■ Assignment: Where the data below has the string "bare", return the whole line.

········

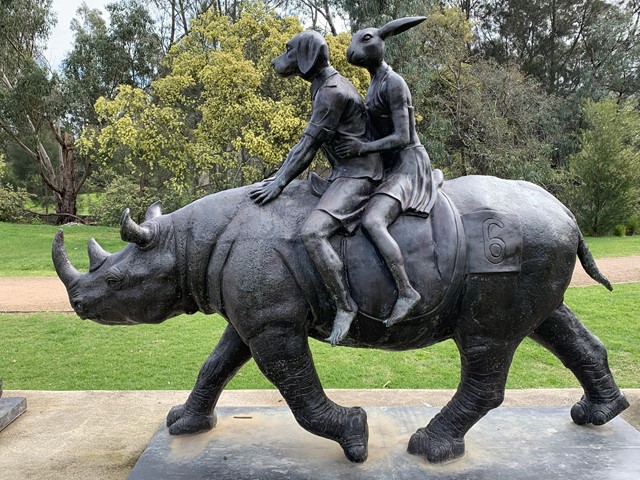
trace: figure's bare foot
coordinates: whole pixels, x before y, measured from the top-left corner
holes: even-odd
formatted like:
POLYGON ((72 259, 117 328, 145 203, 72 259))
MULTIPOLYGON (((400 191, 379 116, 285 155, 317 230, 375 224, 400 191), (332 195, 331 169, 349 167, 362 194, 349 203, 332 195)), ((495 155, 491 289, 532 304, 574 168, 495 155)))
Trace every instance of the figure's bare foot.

········

■ Answer to this task:
trace: figure's bare foot
Trace every instance of the figure's bare foot.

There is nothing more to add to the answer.